ACTIVITY —
Only lines holding the word "pink" should be copied from the material.

DATA TO USE —

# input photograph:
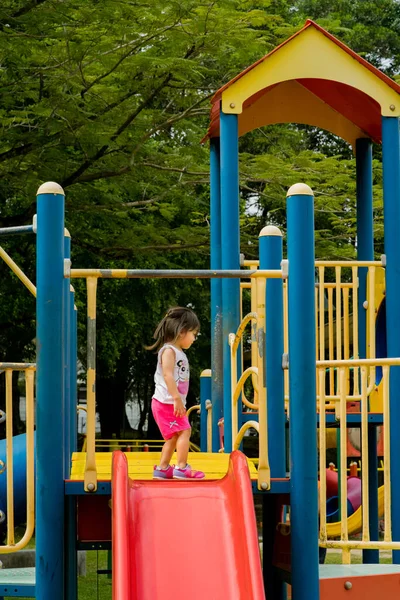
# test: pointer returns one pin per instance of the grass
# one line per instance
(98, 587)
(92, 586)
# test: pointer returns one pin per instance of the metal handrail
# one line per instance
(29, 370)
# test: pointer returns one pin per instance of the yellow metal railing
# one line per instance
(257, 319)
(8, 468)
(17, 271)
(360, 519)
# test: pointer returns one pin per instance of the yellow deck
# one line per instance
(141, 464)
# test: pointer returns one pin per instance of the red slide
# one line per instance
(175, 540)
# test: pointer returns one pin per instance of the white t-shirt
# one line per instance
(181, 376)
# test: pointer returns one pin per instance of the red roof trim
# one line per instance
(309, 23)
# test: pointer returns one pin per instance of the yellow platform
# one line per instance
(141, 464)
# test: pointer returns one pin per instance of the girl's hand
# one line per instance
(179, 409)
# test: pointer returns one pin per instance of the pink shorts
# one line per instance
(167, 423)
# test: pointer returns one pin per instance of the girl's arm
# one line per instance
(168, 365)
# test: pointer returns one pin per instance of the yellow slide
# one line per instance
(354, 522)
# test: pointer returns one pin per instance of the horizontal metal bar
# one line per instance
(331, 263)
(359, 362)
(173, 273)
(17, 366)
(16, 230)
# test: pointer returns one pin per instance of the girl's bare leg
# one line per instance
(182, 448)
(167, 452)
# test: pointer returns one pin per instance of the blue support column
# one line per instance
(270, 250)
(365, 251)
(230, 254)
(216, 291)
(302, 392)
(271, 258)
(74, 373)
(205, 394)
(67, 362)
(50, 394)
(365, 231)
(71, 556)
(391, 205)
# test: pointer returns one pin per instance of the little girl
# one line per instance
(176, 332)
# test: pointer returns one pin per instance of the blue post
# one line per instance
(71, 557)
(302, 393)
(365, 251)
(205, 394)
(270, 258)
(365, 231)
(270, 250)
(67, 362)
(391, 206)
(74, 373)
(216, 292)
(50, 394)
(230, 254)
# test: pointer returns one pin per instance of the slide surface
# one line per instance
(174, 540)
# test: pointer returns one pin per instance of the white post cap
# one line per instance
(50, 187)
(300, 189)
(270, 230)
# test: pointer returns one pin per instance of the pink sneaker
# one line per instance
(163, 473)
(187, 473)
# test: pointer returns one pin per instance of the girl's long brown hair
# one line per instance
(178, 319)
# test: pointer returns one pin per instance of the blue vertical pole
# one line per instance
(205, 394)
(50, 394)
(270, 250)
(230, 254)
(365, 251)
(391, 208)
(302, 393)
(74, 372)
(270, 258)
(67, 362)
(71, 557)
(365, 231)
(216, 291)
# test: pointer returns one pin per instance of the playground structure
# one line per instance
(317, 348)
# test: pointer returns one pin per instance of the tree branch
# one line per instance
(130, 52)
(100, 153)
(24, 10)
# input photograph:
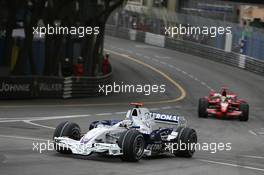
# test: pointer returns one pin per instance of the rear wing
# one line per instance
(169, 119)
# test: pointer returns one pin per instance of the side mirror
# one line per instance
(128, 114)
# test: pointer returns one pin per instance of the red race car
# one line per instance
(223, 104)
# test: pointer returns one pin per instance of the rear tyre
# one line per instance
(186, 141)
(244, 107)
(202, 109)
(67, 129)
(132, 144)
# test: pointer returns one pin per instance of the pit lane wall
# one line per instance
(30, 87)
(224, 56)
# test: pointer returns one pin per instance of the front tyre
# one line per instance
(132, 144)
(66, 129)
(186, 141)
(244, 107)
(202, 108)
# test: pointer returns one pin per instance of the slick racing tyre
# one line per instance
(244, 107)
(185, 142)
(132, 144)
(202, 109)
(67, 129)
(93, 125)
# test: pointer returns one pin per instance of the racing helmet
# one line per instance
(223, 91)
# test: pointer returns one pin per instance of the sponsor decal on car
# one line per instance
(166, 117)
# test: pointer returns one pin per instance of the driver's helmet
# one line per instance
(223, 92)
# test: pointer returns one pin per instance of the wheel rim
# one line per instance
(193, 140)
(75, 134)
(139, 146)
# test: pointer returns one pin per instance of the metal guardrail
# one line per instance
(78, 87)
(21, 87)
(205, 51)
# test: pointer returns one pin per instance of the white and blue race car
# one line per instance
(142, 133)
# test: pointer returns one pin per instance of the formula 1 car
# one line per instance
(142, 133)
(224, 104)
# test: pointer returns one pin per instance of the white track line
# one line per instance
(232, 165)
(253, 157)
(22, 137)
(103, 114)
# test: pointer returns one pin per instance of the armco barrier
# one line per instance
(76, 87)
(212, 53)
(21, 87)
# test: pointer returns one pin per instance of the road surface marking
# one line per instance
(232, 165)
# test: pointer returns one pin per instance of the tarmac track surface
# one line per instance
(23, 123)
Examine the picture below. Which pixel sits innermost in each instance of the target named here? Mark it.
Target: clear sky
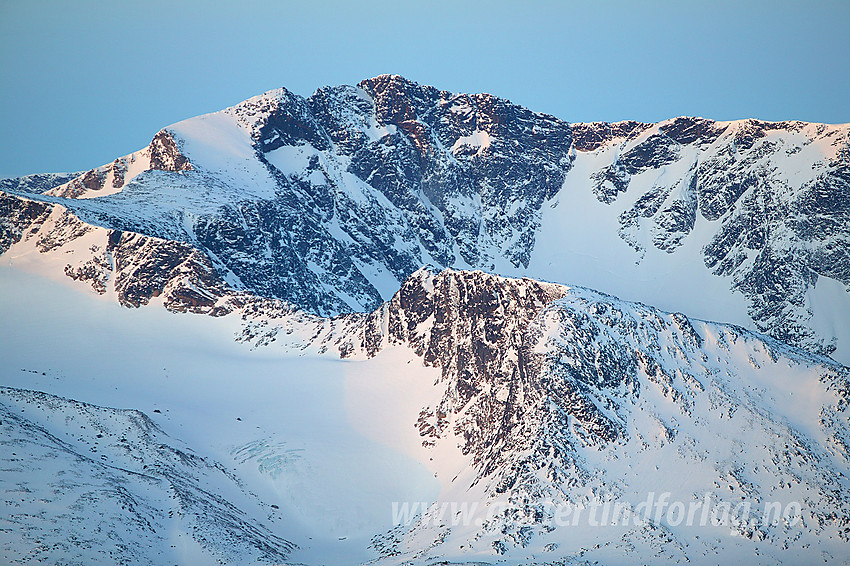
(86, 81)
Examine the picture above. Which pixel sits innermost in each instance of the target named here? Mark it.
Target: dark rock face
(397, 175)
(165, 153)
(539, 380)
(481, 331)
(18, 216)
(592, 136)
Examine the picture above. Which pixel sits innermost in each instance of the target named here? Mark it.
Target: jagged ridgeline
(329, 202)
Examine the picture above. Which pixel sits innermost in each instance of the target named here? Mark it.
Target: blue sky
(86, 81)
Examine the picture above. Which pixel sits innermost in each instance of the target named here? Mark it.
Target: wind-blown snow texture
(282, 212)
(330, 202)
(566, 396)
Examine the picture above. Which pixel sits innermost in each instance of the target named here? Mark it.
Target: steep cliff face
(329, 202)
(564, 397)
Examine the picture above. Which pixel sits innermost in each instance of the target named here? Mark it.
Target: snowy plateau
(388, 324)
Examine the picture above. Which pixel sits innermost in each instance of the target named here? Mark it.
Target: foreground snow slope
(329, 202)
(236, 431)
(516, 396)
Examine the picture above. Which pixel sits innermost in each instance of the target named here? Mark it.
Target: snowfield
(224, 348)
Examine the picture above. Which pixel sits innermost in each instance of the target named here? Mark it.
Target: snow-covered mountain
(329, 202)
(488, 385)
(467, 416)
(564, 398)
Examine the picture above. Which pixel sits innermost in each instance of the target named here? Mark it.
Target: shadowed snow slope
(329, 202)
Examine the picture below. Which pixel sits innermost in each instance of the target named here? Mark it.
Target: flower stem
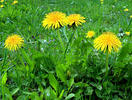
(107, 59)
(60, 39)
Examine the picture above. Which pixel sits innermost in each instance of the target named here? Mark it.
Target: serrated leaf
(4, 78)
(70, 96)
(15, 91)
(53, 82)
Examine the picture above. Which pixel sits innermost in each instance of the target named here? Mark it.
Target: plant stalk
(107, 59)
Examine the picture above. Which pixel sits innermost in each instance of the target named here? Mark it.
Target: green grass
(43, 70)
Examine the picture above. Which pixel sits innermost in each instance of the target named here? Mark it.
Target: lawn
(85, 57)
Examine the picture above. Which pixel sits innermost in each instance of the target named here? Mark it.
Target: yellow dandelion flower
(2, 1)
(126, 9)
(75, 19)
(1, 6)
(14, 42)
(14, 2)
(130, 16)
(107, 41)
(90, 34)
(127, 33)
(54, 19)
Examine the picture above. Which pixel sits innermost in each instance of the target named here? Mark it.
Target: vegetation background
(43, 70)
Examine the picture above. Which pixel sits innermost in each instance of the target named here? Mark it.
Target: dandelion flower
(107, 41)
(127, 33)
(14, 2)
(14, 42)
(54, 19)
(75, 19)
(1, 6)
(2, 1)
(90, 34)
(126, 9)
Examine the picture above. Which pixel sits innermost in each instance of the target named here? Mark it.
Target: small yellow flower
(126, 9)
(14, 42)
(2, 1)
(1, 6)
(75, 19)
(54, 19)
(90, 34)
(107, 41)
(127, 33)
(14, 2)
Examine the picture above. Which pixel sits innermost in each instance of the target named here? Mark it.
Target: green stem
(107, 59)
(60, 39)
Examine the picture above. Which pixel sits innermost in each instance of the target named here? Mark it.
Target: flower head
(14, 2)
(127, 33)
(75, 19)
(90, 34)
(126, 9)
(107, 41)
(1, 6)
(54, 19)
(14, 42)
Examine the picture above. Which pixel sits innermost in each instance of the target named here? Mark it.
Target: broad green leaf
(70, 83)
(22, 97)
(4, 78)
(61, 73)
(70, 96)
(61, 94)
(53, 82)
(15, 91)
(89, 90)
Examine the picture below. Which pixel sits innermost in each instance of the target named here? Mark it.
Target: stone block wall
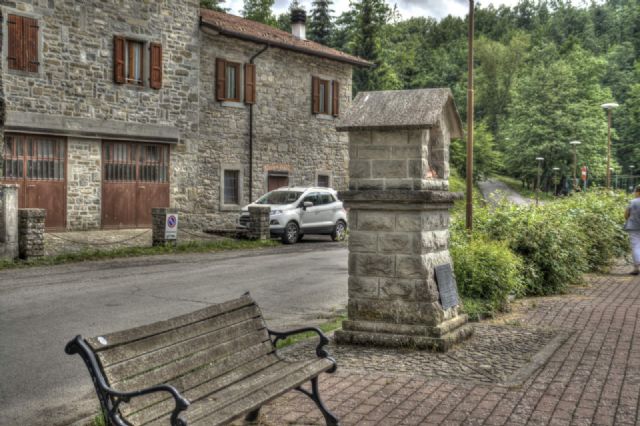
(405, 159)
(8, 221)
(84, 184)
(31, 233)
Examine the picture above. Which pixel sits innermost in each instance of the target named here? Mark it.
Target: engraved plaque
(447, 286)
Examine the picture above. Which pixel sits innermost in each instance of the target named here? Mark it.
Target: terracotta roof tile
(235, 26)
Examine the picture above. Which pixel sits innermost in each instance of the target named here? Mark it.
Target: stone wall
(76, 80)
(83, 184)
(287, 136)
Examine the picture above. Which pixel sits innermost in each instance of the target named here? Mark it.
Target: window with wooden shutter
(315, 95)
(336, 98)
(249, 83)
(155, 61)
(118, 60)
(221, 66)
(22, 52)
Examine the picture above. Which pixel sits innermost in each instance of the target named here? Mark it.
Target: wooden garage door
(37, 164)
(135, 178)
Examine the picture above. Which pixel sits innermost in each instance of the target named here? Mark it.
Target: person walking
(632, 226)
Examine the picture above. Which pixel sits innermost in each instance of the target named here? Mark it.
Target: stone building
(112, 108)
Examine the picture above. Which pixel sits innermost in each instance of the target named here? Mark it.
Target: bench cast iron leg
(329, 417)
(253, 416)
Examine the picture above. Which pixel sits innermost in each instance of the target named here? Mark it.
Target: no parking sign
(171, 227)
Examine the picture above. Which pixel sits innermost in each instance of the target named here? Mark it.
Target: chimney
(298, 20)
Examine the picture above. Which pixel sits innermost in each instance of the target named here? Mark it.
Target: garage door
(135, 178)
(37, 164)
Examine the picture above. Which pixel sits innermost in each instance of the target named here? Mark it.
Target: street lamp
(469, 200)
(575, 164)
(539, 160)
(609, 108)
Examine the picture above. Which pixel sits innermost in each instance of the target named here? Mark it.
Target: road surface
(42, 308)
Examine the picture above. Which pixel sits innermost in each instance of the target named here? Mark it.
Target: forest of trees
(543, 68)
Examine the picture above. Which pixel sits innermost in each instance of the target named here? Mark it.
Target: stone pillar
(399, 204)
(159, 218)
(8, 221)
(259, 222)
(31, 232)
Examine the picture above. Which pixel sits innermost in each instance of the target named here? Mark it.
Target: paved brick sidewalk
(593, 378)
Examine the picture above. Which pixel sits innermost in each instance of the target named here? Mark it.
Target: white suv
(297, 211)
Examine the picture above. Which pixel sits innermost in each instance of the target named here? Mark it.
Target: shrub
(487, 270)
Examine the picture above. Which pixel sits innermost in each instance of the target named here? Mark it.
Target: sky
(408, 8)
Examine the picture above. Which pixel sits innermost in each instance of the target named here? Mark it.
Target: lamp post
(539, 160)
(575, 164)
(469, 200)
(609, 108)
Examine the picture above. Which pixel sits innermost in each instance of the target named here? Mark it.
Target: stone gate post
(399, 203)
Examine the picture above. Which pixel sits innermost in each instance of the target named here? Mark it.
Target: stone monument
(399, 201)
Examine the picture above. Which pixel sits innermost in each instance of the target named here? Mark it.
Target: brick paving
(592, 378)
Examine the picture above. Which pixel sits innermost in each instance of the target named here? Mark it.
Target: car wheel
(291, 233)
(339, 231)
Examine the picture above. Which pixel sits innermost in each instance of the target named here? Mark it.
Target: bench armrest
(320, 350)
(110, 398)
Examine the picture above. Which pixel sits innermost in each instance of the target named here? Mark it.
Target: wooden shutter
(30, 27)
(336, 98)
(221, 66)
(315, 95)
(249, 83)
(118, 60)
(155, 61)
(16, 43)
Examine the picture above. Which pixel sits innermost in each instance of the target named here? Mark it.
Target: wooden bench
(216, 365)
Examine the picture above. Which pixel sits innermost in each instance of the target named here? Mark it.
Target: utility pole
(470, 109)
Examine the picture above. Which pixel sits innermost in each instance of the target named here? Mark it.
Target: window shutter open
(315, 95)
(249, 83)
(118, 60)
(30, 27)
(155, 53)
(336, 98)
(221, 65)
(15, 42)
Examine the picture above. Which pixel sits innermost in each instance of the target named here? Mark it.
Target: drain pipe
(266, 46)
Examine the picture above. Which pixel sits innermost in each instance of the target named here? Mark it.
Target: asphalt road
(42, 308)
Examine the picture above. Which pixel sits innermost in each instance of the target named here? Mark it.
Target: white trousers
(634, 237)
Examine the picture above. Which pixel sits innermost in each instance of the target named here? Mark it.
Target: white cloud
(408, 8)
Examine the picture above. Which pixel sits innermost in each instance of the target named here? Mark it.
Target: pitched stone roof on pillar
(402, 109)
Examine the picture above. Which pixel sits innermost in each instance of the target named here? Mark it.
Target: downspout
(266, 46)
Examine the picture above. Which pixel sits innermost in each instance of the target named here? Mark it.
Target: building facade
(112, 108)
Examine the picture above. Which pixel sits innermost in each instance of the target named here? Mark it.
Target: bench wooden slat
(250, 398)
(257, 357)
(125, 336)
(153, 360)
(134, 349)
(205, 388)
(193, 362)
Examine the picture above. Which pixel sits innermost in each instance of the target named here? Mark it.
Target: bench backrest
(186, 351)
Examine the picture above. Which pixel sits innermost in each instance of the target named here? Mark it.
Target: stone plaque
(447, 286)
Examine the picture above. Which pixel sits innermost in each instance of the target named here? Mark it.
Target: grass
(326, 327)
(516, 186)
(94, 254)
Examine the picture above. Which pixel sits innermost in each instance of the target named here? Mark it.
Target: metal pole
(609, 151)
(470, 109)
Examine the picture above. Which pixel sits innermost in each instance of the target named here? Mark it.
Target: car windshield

RESULT FOR THIS TASK —
# test: pointer returns one pin per instance of the pink shorts
# test: pointer returns one pin per instance of the pink sneaker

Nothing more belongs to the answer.